**BLOK TEKS**
========================

Mahkamah Konstitusi akhirnya mengabulkan sebagian gugatan uji materi terhadap Undang-Undang Nomor 42 Tahun 2008 tentang Pemilihan Presiden dan Wakil Presiden yang diajukan oleh Koalisi Masyarakat Sipil untuk Pemilu Serentak.

"Mengabulkan permohonan pemohon untuk sebagian," kata Ketua Mahkamah Konstitusi (MK) Hamdan Zoelva saat membacakan amar putusan di gedung MK.

Menurut MK, Pasal 3 ayat 5, Pasal 12 ayat 1 dan 2, Pasal 14 ayat 2, dan Pasal 112 UU No. 42 Tahun 2008 tentang Pemilihan Umum Presiden dan Wakil Presiden bertentangan dengan Undang-Undang Dasar 1945. Mahkamah menilai pemilihan umum untuk anggota DPR, DPD, DPRD, serta pemilihan presiden dan wakil presiden mesti serentak.

Oleh karena itu, Mahkamah menilai pasal-pasal itu tak memiliki kekuatan hukum mengikat. Namun, keputusan Mahkamah ini tak akan diterapkan pada Pemilu 2014. "Berlaku untuk penyelenggaraan Pemilu 2019 dan pemilu seterusnya," ujar Hamdan.  
    
Uji materi tersebut diajukan Ketua Majelis Syuro Partai Bulan Bintang (PBB) Yusril Ihza Mahendra dan  Effendi Gazali sebagai representasi Koalisi Masyarakat Sipil untuk Pemilu Serentak. Menurut pengacara Effendi, permohonan uji materi sesungguhnya sudah diajukan sejak Januari 2013. Namun, setelah beberapa kali disidangkan, perkara itu tak kunjung diputus.

Tetapi, mantan Ketua MK Mahfud MD menyebutkan, MK telah memutuskan hasil gugatan UU Pilpres itu dalam Rapat Permusyawaratan Hakim (RPH). Namun, setelah Mahfud tak lagi menjadi hakim konstitusi, sidang putusan tak pernah digelar.

========================

**TUGAS ANDA**
Sambung teks tentang putusan Mahkamah Konstitusi soal pemilu serentak, mulai setelah kalimat terakhirnya.

Butir identifikasi lokasi:
========================

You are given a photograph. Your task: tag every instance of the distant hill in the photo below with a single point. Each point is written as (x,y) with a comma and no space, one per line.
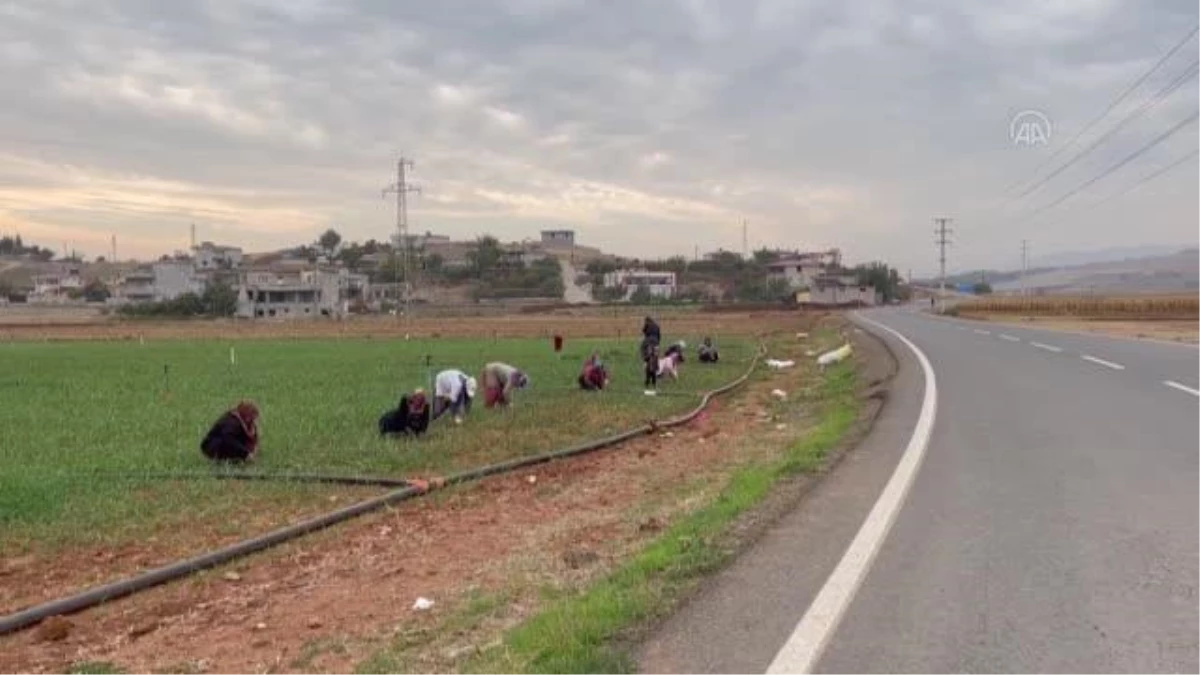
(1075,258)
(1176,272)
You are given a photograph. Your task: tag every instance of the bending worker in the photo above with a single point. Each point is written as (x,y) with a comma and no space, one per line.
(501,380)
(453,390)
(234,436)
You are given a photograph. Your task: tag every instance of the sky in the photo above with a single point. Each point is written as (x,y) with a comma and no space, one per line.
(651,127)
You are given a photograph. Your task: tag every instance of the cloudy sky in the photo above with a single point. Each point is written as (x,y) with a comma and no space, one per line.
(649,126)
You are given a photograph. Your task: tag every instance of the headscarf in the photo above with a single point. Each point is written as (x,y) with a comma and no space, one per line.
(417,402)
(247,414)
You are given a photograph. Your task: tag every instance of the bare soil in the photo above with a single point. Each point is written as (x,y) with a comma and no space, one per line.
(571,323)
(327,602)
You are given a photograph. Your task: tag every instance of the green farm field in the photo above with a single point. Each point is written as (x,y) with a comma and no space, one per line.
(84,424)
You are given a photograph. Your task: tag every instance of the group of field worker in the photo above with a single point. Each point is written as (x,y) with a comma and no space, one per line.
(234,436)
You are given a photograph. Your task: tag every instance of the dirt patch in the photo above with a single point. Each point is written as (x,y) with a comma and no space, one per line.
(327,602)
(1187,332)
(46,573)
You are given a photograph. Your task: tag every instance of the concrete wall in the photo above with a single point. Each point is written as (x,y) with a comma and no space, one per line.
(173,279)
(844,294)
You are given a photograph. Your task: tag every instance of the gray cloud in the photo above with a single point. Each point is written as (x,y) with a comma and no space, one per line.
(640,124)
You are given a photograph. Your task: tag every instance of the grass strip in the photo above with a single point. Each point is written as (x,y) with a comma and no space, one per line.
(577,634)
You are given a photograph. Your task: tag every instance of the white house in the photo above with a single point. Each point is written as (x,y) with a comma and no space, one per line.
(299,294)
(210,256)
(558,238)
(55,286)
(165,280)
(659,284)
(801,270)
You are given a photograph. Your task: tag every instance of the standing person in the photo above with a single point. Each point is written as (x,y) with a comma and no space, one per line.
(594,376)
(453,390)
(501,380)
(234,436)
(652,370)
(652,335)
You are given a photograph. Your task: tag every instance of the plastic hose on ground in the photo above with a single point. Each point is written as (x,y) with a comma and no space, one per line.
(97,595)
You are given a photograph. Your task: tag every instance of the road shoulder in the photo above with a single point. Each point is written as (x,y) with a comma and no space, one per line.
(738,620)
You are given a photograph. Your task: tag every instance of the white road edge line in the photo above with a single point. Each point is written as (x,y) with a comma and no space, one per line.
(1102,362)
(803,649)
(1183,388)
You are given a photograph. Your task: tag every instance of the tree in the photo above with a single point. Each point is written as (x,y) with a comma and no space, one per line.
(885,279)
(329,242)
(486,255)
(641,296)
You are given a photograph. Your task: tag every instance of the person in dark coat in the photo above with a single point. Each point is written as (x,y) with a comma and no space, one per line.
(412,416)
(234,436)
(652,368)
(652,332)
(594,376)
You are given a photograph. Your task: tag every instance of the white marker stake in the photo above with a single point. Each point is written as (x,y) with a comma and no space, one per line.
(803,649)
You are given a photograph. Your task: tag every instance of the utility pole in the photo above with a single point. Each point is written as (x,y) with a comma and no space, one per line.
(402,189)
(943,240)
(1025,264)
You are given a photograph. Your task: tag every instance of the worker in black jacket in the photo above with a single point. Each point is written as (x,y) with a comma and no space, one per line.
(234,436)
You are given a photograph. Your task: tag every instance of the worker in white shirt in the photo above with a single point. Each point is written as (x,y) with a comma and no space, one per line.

========================

**HASIL AKHIR**
Sebelumnya, Effendi menilai, ada kejanggalan dalam proses pengambilan keputusan, karena pada 19 Maret 2013, saat dia memasukkan kesimpulan dalam surat permohonan Koalisi, tercantum dengan jelas permintaan kepada MK agar segera memutus permohonan itu.

Dia menyatakan, di halaman 10 tertulis bahwa pemohon meminta agar MK mengeluarkan putusannya sebelum 9 April 2014 sehingga tidak mengganggu persiapan pemilu. Namun, putusan belum juga dibuat.

"Para hakim lainnya berjanji kepada Mahfud akan membacakan putusan bulan April 2013. Ini adalah janji yang lalu dilanggar sehingga terlihat bahwa memang ada niat untuk menunda pembacaan putusan ini," ujarnya.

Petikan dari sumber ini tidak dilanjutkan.